— Job —
Could you rewrite the data below with every "object detector" changed to "box annotator" and nothing else altered?

— Task input —
==============================

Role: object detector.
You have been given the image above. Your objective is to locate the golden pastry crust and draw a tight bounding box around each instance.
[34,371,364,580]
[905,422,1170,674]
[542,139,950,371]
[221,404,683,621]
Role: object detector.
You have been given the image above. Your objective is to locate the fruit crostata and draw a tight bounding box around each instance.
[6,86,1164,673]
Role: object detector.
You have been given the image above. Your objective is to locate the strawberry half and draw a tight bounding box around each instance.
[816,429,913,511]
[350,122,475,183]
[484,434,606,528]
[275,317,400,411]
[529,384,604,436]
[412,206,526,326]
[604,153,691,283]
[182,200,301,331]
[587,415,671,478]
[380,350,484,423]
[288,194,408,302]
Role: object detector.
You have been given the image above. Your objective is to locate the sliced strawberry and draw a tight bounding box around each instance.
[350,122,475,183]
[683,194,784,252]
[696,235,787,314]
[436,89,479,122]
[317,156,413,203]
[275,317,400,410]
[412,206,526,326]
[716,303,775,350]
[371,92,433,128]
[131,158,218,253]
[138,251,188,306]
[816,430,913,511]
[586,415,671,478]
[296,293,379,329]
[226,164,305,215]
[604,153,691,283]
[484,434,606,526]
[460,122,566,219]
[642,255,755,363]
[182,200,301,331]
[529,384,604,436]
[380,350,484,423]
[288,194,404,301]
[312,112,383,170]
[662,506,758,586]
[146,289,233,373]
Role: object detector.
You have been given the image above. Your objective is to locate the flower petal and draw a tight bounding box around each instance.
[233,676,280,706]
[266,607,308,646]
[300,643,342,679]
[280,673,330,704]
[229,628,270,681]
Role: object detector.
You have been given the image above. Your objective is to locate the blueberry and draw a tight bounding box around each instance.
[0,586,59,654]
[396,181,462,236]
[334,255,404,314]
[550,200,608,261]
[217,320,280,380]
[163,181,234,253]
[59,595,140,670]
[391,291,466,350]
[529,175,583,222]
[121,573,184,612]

==============================

— Task output —
Role: box annotator.
You have been given the image above. Your objective is to locate the golden pastry crust and draw a tight bounding box around each instance.
[34,371,364,580]
[905,422,1170,674]
[542,139,950,371]
[221,404,683,621]
Role: box annotator.
You have been given the image above. Your objective is to locate the fruit crostata and draw a tight bounding box around each instance.
[6,86,1164,673]
Role: box annotator.
You have been given the image above. Your objective is to locate the strawberry half and draw a tight bounding box around each instance.
[816,429,913,511]
[350,122,475,183]
[484,434,606,528]
[275,317,400,411]
[529,384,604,436]
[412,206,526,326]
[604,153,691,283]
[182,200,301,331]
[587,415,671,478]
[380,350,484,423]
[288,194,408,302]
Role: box annotator.
You have been given the image above. Your objective is to locate the sliced strawberry and draw a tight bounding box around each instance.
[350,122,475,183]
[683,194,784,252]
[696,235,787,314]
[436,89,479,122]
[317,156,413,203]
[275,317,400,410]
[412,206,526,326]
[716,303,775,350]
[371,92,433,128]
[131,158,218,253]
[138,251,188,306]
[816,430,913,511]
[586,415,671,478]
[296,293,379,329]
[226,164,305,215]
[604,153,691,283]
[484,434,606,526]
[460,122,566,219]
[642,255,755,363]
[182,200,301,331]
[529,384,604,436]
[380,350,484,423]
[288,194,404,301]
[312,112,383,170]
[662,506,758,586]
[146,289,233,373]
Role: box annotator.
You have been given the image above. Your objective is to locate the flower petal and draw a tight bounding box around each instance.
[233,676,280,706]
[266,607,308,646]
[300,643,342,679]
[280,673,330,704]
[229,628,270,681]
Role: box annotator.
You have been given the image above. Your objective is to locate the blueberry and draw a tight bounding box around each instance.
[0,586,59,654]
[396,181,462,236]
[334,255,404,314]
[550,200,608,261]
[217,320,280,380]
[163,181,234,253]
[59,595,140,670]
[391,291,466,350]
[529,175,583,222]
[121,573,184,612]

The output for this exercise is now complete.